Exercise details — Gather every line in the entries below that contains the word "white".

Provided data —
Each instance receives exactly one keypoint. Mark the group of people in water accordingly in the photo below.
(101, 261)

--

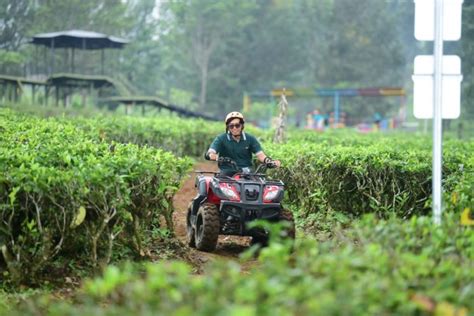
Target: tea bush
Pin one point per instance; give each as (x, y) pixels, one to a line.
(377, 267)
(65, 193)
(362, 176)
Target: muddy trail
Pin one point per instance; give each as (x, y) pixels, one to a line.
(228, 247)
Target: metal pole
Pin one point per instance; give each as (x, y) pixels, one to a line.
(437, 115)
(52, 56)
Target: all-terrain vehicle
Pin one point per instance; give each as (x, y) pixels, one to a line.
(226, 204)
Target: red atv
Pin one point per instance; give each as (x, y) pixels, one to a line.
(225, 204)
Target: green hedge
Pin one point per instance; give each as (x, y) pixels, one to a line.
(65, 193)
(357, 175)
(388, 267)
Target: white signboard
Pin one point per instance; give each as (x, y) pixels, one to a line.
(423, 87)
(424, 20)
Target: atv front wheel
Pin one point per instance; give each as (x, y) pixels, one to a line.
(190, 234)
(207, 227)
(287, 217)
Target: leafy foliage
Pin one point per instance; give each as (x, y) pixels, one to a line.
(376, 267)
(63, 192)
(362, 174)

---

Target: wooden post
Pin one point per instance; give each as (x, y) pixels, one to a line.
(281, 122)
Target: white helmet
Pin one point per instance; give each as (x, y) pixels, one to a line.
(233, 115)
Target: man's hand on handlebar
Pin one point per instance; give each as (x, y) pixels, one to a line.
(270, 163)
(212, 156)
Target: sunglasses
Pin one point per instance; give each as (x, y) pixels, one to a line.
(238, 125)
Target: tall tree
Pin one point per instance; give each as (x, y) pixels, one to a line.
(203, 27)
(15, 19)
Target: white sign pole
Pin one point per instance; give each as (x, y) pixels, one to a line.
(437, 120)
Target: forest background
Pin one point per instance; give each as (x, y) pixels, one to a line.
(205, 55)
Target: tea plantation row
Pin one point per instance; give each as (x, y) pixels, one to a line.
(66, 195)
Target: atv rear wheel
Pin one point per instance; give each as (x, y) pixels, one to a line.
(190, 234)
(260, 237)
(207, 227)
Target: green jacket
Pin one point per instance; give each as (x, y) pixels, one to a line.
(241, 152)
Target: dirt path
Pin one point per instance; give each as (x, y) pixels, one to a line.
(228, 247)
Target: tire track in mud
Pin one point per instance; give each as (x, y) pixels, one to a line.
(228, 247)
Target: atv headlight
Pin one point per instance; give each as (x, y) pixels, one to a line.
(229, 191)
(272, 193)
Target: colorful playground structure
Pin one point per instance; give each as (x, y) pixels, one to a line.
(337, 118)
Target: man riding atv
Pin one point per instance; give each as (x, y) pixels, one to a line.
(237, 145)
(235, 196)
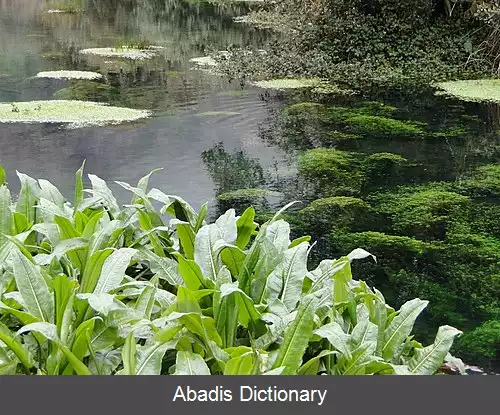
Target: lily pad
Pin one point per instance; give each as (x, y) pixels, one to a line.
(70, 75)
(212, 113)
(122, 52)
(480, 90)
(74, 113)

Written solution —
Target: white signboard
Target: white helmet
Target: white sign pole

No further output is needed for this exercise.